§ SOURCE DOCUMENT:
Sure call them and brand them as something. But lowrider on it looks unnecessary. The marketing placed behind the product is what name it ultimately. Not what it's stamped with. Also you might put off other buyers that might want the for non lowrider applications. I can think of one of my cars that I would want a set for and wouldn't be a lowrider.


----------



## 925rider

slo said:


> Sure call them and brand them as something. But lowrider on it looks unnecessary. The marketing placed behind the product is what name it ultimately. Not what it's stamped with. Also you might put off other buyers that might want the for non lowrider applications. I can think of one of my cars that I would want a set for and wouldn't be a lowrider.



:yes:looks cheesy.. thats why you have never seen the hot rod tire company making tires for hot rod guys


----------



## RobLBC

I good name would be "Sport Radials" or "Premium Sport Radials".


----------



## Duez

RobLBC said:


> I good name would be "Sport Radials" or "Premium Sport Radials".


Haha there's a trademark on that name now.


----------



## Duez

Call em 7.20s


----------



## slo

925rider said:


> :yes:looks cheesy.. thats why you have never seen the hot rod tire company making tires for hot rod guys


 im sure they wouldn't like a "hotrod" tire with white raised lettering. or a picture of a hotrod.


----------



## slo

also im going to take a wild guess and say that the same folks that want it to say "lowrider" on it are the same guys that wear the Lowrider letterman jackets and lowrider Polo shirts with the LR man stitched on it....


not hating, just saying.


----------



## 925rider

to match the lowrider floormats and steering wheel cover:uh:


----------



## montrosetw

www.facebook.com/lowriderradial.


----------



## montrosetw

slo said:


> im sure they wouldn't like a "hotrod" tire with white raised lettering. or a picture of a hotrod.


Hot rods use several different size tires. Not to mention they have no problems getting their tires because everybody makes them. Unlike Lowriders that only use 2 sizes. One of which has been Discontinued for a long time.


----------



## Lowrider19

:werd:


----------



## dekay24

LOWELLRIDER said:


> I'll just be happy they're available. Maybe no reference to lowrider on the sidewall. Might just make the cops feel more empowered to write me a citation for undersized llantas.


ive still got a good hoard of tires, so I wont be needing these anytime soon, but im glad theyre coming back.

I think the lowrider is cheesy. but its not any worse than "cooper" or hankook" on the side. and until this post above, I never really thought of it. but you might be able to bullshit the cop and say "look, they may be undersized, but are made specifically for lowriders, theyre meant for the weight!"

§ GOAL OF THE EXERCISE:
Reproduce verbatim the passage of the tire-naming thread from "also im going" up to and including "stitched on it....".

Labeled-point records
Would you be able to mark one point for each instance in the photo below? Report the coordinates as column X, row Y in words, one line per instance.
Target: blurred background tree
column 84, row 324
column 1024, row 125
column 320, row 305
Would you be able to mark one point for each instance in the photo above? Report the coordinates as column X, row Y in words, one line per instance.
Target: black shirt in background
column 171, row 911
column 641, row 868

==

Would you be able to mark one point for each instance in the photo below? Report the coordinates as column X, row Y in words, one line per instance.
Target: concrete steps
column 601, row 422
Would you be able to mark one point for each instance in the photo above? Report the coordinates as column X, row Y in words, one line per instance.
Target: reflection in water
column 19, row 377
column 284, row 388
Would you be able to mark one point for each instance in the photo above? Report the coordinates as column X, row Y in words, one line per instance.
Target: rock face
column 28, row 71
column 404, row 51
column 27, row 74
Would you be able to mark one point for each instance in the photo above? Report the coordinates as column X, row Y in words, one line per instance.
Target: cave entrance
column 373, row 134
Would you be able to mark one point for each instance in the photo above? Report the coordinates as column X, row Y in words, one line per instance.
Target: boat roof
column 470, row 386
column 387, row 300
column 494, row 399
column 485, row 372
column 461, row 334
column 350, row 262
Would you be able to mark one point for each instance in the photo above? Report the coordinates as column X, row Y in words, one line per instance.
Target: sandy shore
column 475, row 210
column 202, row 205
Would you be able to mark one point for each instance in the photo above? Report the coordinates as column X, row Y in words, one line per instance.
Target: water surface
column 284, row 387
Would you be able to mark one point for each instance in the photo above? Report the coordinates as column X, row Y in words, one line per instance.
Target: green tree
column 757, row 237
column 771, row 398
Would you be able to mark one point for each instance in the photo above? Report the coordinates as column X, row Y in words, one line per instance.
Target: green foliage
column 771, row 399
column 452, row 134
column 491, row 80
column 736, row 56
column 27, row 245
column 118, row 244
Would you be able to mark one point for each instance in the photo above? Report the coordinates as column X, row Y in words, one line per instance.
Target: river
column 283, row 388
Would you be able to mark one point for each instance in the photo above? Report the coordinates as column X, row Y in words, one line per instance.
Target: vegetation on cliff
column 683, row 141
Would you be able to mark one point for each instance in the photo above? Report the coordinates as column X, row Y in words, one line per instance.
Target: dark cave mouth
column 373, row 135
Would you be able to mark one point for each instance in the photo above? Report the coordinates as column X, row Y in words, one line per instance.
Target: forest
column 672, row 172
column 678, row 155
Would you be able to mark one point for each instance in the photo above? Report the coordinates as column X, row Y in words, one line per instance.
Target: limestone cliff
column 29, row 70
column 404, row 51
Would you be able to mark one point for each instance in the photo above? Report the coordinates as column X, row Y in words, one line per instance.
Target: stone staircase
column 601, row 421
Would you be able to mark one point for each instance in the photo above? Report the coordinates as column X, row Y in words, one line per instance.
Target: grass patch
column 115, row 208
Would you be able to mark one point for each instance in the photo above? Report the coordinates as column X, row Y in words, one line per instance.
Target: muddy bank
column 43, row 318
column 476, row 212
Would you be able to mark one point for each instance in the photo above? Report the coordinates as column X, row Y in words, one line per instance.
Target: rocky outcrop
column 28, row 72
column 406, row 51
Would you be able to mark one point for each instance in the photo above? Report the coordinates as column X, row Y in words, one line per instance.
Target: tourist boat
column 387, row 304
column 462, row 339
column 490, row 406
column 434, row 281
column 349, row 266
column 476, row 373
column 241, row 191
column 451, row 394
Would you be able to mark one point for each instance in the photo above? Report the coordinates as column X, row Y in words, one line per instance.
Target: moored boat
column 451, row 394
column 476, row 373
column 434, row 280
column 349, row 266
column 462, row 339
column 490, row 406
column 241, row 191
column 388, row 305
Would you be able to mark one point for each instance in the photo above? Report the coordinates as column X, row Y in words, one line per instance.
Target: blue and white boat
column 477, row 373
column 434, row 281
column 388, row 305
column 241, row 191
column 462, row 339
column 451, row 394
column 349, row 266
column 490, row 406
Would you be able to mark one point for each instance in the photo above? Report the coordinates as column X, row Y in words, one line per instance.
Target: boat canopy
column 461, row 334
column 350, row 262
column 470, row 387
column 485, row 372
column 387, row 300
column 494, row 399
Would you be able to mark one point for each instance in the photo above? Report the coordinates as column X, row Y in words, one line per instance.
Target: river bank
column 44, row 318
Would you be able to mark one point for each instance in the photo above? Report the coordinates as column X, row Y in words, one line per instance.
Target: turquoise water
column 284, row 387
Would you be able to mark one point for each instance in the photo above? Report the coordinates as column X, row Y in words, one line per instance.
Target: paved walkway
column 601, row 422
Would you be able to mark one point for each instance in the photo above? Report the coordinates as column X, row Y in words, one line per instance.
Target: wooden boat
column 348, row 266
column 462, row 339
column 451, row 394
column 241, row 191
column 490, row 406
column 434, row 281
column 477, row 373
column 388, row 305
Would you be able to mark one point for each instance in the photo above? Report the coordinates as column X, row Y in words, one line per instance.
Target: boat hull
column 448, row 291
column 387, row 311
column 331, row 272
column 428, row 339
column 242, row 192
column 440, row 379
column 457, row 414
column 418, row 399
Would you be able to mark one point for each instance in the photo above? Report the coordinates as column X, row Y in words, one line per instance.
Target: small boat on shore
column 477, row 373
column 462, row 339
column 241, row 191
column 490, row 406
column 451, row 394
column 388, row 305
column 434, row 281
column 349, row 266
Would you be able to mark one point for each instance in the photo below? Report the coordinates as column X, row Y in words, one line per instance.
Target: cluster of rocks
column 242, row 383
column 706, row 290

---

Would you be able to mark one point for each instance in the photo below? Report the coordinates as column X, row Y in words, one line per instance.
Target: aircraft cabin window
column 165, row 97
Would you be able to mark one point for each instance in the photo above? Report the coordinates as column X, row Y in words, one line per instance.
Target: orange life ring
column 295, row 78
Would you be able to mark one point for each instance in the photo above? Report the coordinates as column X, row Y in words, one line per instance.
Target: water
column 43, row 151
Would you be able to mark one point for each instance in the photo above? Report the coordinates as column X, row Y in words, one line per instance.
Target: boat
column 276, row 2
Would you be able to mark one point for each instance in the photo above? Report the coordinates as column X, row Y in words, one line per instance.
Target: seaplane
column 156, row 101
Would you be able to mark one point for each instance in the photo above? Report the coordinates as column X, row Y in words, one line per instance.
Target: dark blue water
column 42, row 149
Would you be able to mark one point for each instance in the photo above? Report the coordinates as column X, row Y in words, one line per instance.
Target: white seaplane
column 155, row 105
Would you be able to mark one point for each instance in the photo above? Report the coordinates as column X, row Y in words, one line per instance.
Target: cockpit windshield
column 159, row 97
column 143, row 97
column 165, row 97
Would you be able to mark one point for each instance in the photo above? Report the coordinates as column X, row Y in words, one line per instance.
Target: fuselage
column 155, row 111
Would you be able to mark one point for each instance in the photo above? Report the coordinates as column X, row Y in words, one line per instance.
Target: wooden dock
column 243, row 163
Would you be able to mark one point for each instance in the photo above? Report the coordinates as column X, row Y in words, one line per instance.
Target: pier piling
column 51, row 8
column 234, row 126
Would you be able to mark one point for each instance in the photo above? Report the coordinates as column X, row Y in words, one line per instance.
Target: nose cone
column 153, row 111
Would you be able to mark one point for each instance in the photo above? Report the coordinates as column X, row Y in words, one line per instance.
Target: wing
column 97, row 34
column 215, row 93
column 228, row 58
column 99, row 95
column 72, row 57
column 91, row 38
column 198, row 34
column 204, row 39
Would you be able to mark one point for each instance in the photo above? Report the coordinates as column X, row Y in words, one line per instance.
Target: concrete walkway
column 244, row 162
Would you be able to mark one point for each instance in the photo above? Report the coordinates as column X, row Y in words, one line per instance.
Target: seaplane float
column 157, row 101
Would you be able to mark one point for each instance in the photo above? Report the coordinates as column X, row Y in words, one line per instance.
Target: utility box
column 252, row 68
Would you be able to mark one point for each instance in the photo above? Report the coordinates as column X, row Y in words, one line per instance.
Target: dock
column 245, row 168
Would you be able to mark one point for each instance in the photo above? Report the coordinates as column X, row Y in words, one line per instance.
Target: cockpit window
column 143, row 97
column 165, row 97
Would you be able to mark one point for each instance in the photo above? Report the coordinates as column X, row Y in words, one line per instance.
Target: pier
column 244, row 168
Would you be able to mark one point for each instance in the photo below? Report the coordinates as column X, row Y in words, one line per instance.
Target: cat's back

§ TASK OUTPUT:
also im going to take a wild guess and say that the same folks that want it to say "lowrider" on it are the same guys that wear the Lowrider letterman jackets and lowrider Polo shirts with the LR man stitched on it....